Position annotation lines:
* * * * *

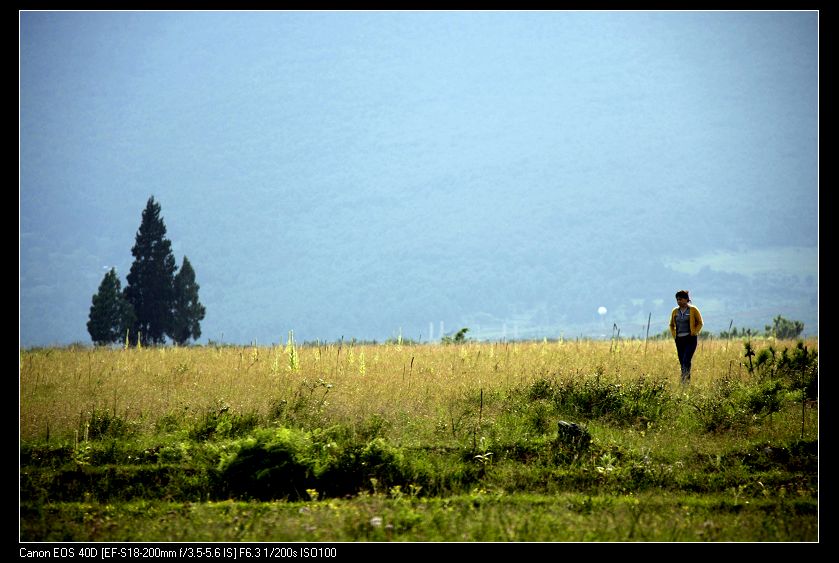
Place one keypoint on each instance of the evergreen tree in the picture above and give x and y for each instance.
(150, 289)
(189, 312)
(110, 314)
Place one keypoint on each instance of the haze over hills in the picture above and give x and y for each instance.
(358, 174)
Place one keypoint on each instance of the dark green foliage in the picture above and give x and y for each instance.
(110, 314)
(188, 310)
(784, 329)
(104, 424)
(273, 466)
(640, 401)
(458, 338)
(150, 288)
(359, 467)
(797, 369)
(573, 436)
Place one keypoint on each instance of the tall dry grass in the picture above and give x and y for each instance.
(404, 384)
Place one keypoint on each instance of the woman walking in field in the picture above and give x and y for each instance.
(685, 325)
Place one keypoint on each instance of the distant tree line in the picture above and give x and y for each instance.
(158, 301)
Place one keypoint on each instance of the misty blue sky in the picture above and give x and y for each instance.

* * * * *

WHAT IS EXPECTED - Can you give all of these lines again with "keypoint" switched to "marker" wherever it appears, changing nothing else and leaving the pictures out?

REPLY -
Place one marker on each instance of the evergreen tree in the picture above and give x and y for each instance.
(150, 289)
(189, 312)
(110, 314)
Place one marker on each instance of the haze over hills in the picture above and give x and y for each instance.
(358, 174)
Place one marker on each instance of the dark green foliage in the picture above and give x and y for each instance.
(110, 314)
(188, 310)
(784, 329)
(104, 424)
(273, 466)
(640, 401)
(458, 338)
(150, 288)
(359, 467)
(797, 369)
(573, 436)
Place one marker on each instance of the tall dry grass in the picture above and give x and y for each instance.
(404, 384)
Place one marker on each instance of the woman walking in field in the picture above and give x and y for each instance.
(685, 325)
Place one marker on each instance of the distant tree line in the picture above and give x and y for each instance.
(158, 301)
Place one marker on each instance of the misty blue sky in the picture above and give x and y for each instance.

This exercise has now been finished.